— Start Given records —
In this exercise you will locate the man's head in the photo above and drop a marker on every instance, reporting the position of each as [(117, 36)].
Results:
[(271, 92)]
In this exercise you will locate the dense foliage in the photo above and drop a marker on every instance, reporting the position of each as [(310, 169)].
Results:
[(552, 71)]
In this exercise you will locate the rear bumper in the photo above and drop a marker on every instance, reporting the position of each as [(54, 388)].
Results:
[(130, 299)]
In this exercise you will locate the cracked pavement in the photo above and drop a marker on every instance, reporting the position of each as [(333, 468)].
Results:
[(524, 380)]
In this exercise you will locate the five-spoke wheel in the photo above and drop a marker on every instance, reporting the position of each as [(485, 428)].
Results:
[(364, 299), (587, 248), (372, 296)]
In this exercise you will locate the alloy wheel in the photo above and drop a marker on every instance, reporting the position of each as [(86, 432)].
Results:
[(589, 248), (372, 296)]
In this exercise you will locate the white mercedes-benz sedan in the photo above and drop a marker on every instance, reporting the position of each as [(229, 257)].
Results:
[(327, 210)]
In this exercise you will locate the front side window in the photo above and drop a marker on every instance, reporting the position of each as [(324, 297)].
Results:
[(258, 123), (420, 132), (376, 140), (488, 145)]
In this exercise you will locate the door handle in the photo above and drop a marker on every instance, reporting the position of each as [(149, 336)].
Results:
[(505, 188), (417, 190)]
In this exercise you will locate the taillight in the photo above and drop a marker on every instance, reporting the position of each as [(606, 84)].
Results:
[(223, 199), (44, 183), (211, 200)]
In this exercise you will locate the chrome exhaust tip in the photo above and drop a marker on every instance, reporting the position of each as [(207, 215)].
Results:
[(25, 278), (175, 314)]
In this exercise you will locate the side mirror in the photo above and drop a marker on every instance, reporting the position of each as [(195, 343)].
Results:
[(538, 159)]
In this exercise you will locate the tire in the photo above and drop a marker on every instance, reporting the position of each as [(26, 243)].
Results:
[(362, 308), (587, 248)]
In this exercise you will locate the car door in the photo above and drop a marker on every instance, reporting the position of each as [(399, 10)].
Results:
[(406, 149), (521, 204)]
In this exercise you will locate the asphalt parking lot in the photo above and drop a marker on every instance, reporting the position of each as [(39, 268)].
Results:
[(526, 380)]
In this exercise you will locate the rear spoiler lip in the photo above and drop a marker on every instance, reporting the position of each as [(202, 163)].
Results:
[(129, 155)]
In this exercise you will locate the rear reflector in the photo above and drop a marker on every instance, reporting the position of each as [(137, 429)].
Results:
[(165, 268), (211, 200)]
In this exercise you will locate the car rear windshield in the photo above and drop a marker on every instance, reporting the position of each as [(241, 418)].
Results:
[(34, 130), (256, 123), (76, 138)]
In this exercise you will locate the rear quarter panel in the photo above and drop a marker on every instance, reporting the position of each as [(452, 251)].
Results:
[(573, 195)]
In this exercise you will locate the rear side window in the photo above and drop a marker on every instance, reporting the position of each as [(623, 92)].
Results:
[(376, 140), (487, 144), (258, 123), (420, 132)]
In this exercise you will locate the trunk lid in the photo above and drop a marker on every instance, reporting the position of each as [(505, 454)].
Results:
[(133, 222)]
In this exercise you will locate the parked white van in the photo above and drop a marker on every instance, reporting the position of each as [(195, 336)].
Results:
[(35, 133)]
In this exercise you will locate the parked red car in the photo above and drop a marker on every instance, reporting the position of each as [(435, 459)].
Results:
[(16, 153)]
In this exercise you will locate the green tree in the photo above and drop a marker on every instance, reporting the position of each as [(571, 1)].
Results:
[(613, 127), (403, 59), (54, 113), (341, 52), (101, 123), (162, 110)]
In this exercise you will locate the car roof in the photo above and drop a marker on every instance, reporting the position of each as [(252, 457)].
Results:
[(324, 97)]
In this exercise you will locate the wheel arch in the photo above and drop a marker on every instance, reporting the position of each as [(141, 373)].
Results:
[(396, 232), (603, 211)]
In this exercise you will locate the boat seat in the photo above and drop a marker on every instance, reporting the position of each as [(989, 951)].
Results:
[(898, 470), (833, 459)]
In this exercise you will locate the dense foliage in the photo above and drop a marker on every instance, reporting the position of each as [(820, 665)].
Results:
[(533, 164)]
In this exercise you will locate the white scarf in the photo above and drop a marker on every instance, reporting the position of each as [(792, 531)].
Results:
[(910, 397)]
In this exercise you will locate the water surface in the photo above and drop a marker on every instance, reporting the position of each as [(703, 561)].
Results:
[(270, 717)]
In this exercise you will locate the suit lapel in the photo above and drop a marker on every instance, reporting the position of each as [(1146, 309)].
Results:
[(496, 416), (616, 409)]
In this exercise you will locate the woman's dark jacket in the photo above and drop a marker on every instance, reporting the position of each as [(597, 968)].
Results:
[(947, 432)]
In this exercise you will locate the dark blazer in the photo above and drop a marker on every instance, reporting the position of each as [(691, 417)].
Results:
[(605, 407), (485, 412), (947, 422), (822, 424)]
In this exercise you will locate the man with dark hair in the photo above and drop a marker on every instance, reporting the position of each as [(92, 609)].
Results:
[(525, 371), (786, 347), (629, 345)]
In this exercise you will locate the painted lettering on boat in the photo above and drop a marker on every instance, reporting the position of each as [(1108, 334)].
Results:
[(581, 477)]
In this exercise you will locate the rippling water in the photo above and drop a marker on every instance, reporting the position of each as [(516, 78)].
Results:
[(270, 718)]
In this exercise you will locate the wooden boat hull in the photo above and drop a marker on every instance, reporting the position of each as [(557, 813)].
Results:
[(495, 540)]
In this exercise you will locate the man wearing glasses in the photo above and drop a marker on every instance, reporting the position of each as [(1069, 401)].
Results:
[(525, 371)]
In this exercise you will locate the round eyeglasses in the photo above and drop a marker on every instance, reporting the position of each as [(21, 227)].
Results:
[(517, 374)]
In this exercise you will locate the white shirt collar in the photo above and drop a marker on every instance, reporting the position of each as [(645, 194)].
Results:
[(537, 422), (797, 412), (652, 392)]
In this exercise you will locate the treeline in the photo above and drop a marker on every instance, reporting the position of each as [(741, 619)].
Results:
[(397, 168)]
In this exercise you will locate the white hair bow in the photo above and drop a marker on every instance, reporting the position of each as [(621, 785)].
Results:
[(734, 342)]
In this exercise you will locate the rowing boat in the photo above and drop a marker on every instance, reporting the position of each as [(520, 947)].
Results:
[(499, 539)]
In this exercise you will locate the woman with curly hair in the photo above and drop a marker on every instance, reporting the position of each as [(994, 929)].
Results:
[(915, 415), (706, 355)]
— End Given records —
→ Task directions:
Copy out every entry above word for word, with no changes.

→ Output for this task:
In this exercise you will locate the man's head in the photo above and drop a marker on every instance, reporting the position of each as [(117, 36)].
Results:
[(271, 92)]
In this exercise you will locate the dense foliage in the photo above and drop a marker on every instance, reporting the position of each as [(310, 169)].
Results:
[(552, 71)]
In this exercise you will locate the rear bumper in the photo above and drop a marker on every instance, reporting the position of each as [(54, 388)].
Results:
[(130, 299)]
In this exercise you will locate the cracked pavement in the photo above and drop a marker on every instance, reporting the position of each as [(333, 468)].
Results:
[(524, 380)]
In this exercise you will locate the five-spoke wheel in the photo above and drop a marker on every instance, reporting the position of each as [(485, 428)].
Results:
[(364, 299), (587, 248), (372, 296)]
In this exercise you will locate the alloy wheel in the photo above and drop a marker on every instance, reporting the position of each as [(86, 432)].
Results:
[(589, 248), (372, 296)]
In this exercise you will locate the white mercedes-benz sedan in the photo above and drop a marker on every instance, reporting the position of each as [(229, 257)].
Results:
[(327, 210)]
In this exercise you will locate the front side window in the photo above and drop a marker on every instance, reporting the position of each as [(324, 297)].
Results:
[(258, 123), (420, 132), (376, 140), (488, 145)]
In this exercise you will locate the door handle in the photo above and drop a marker on every instance, reporting the position of each as [(149, 336)].
Results:
[(505, 188), (417, 190)]
In this exercise you will locate the taillight in the photo above and drop a marker on every instance, reporting the position of each as [(606, 84)].
Results:
[(223, 199), (44, 183), (211, 200)]
In this exercise you will locate the chrome exhaust tip in the photo above and drop a marker on every instance, reporting the position of each as [(207, 215)].
Results:
[(25, 278), (175, 314)]
In this exercise you will locate the side mirror in the photo above and drop a marker on every instance, reporting the position of each as [(195, 343)].
Results:
[(538, 159)]
In this exercise you will locate the tire in the photo above and drop a marker on every instance, reporting the position of each as [(26, 243)].
Results:
[(362, 308), (587, 248)]
In this exercise you will locate the car door in the photo above and drop a marker on every instance, reporting the position of each as [(399, 10)].
Results:
[(406, 149), (521, 204)]
In this exercise you will locate the asphalt parking lot in the photo above and drop a marker on every instance, reporting the position of each as [(39, 268)].
Results:
[(526, 380)]
In this exercise you will locate the rear spoiler lip in the photo above and drop a marker on every instance, reporting the position of each as [(202, 163)].
Results:
[(129, 155)]
In this exercise you will locate the rear reflector in the photo above and drop a marker on every instance, reporting the position of each as [(137, 429)].
Results:
[(165, 268), (211, 200)]
In this exercise you will locate the car rear windshield in the photo above and drop a marker on every instance, reporting the position of each as [(241, 418)].
Results:
[(34, 130), (256, 123), (76, 138)]
In this exercise you will locate the rear quarter panel in the photo above and drop a marker on every instance, reporting the position of each as [(452, 251)].
Results:
[(573, 195)]
In this exercise you will locate the rear side window in the photo above and drop a marker on every instance, reporting the position of each as [(623, 92)].
Results:
[(376, 140), (487, 144), (258, 123), (420, 132)]
In this exercise you will locate the trunk lid in the photo above and drop a marker on every instance, reporting the position of each as [(505, 454)].
Results:
[(133, 222)]
In this exercise you will locate the parked white van in the photo above and drop a marker on every instance, reporting the position of each as [(195, 336)].
Results:
[(35, 133)]
In this exercise you will locate the parked red car in the photo above and drop a marker on every instance, reporting the position of each as [(435, 459)].
Results:
[(16, 153)]
In this exercise you will locate the green tree in the photo above and drop a marker on every instance, reporting the position of each as [(571, 1)].
Results:
[(613, 127), (403, 59), (54, 113), (341, 52), (101, 123), (162, 110)]
In this exercise you will locate the car roof in the photo above and drop a marker on every instance, reporting the position of each as [(252, 457)].
Results:
[(324, 97)]
In this exercise you will locate the wheel arch in the photo above and drop a marker on every instance, reporting the position of each as [(141, 373)].
Results:
[(396, 232), (603, 211)]
In this exercise you will locate the boat seat in the photo above and drop a marker on every instance, reporting the position of each as [(989, 951)].
Results:
[(898, 470), (833, 459)]
In this exercise you will locate the dense foliage in the photo above and drop a marker on every instance, reporting the position of each as [(820, 665)].
Results:
[(533, 164)]
In this exercise you will locate the white scarf in the photo above and drop a marker on every instance, reporting the position of each as [(792, 531)].
Results:
[(910, 397)]
In this exercise you will locate the water surface in the photo above and drop a marker on every instance, reporting the position of each as [(703, 561)].
Results:
[(270, 717)]
In this exercise you will locate the suit lapel in the photo above and drop a marker on every instance, reporting the position of each as [(1146, 309)].
Results:
[(496, 416), (616, 409)]
In this exercise you will locate the woman's dark jacket in the photo above and drop a marker on every instance, reporting the position of each as [(597, 968)].
Results:
[(947, 432)]
In this exercise you will locate the dark blazer in the photo above and drop a marker on every instance, reporting the position of each as [(691, 417)].
Results:
[(605, 407), (485, 412), (947, 422), (822, 424)]
In this exercise you will locate the man with dark hair in the photo above and drop a marker on every instance, reporting the position of each as [(92, 609)].
Results:
[(525, 371), (786, 347), (629, 345)]
In this exercise you will locate the painted lettering on boat in the photo above and drop a marker on every instance, reporting the position of each as [(1108, 334)].
Results:
[(581, 477)]
In this exercise you will locate the rippling water in the photo above and drop a marker on every instance, reporting the position of each as [(516, 78)].
Results:
[(270, 718)]
In this exercise you will locate the wooden boat hull in the photo above and drop a marker on every instance, reporting the position of each as [(557, 813)].
Results:
[(495, 540)]
In this exercise you will locate the man wearing glasses in the photo above and drop a marker on every instance, reporting the position of each as [(1069, 401)].
Results:
[(525, 371)]
In this exercise you will locate the round eyeglasses in the photo above and drop a marker on every instance, reporting the position of each as [(21, 227)].
Results:
[(517, 374)]
In this exercise you will locate the white shirt collar in the photo above and drop a marker on every instance, reporting the position of each as [(645, 194)].
Results:
[(537, 422), (797, 412), (652, 392)]
In this exercise you will locate the treeline in the photo above and drop a marker on every instance, reporting the position of each as [(741, 619)].
Results:
[(397, 168)]
In this exercise you will locate the white hair bow in the photo above and drop a marker on every instance, reporting the position of each as [(621, 785)].
Results:
[(734, 342)]
In this exercise you will locate the rowing boat in the photo above and drop a marker on every instance, reporting the position of each as [(520, 947)].
Results:
[(499, 539)]
In this exercise you will locate the woman with curly hair in the photo above and drop a marker on every instance, reporting the position of each as [(994, 929)].
Results:
[(915, 415), (706, 355)]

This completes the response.